| The input |
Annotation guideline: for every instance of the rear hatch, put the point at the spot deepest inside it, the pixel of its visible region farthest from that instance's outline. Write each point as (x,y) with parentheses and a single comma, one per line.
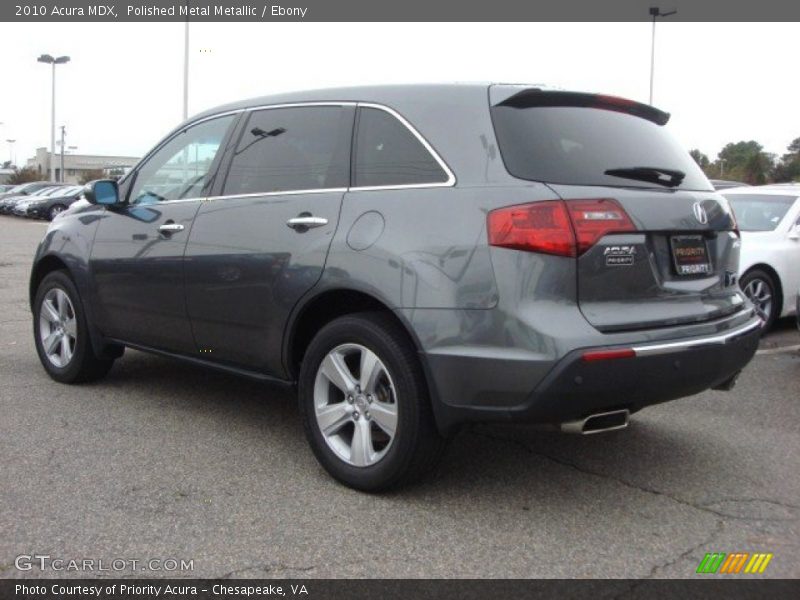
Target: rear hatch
(655,245)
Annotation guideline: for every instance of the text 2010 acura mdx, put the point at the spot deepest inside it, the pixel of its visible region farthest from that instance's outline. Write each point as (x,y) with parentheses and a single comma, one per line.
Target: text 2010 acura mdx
(414,258)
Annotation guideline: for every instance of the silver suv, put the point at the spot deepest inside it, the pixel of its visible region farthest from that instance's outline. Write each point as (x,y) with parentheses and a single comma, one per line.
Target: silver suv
(412,258)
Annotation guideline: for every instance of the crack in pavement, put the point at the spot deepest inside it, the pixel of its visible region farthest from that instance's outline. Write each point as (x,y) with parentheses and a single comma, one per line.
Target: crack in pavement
(266,568)
(639,487)
(685,554)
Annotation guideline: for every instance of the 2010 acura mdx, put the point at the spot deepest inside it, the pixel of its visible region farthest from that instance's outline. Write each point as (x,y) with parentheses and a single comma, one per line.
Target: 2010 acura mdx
(413,258)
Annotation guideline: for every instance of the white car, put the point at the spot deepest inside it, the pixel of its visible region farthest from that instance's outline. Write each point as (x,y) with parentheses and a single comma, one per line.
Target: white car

| What is expected |
Retype all of the records above line for line, with no changes, and leave out the pictures.

| Final answer |
Annotation guideline: for every instance of the rear hatch, put the point at the spot deepest inside it, the pixel of its visible region farthest from that instance's outline. Write each point as (x,y) with parentheses and a single comma, one per line.
Target: rear hatch
(655,245)
Annotation guideline: for every instance of the text 2010 acura mdx, put the point at the spot deepest inside it, the pixel of its visible region farthest from that instance's outline. Write each point as (x,y) with parentheses and a single comma, one per line.
Target: text 2010 acura mdx
(414,258)
Annotation guideline: for every instance of the silver suv, put the point at the spot deepest inside it, the pixel of its visible region farthest from that instance's outline. Write each point as (x,y) with parentheses and a single comma, one per line.
Target: silver suv
(412,258)
Annotation guideline: for every instance of the crack in pavement, put the point at the spot deepest inside it, the pixel of its visible region farthest from that instance's outline. Write each point as (x,y) with parentheses and a single comma, one per line.
Target: crack in pavement
(266,568)
(639,487)
(685,554)
Annotation guideline: for every instance of the 2010 acura mdx, put the point at the spot deepest inside it, the pixel of its visible region farthest from that instance's outline. Write each point as (x,y) with parentheses and a single comma, one per line.
Target: 2010 acura mdx
(413,258)
Annotation guideline: for every instance of the white car, put the point at the spot deepest inside it, the pixel of its visible region farthest from that instance's outline. Write each point as (x,y) with parentheses and a single comma, one per line.
Target: white car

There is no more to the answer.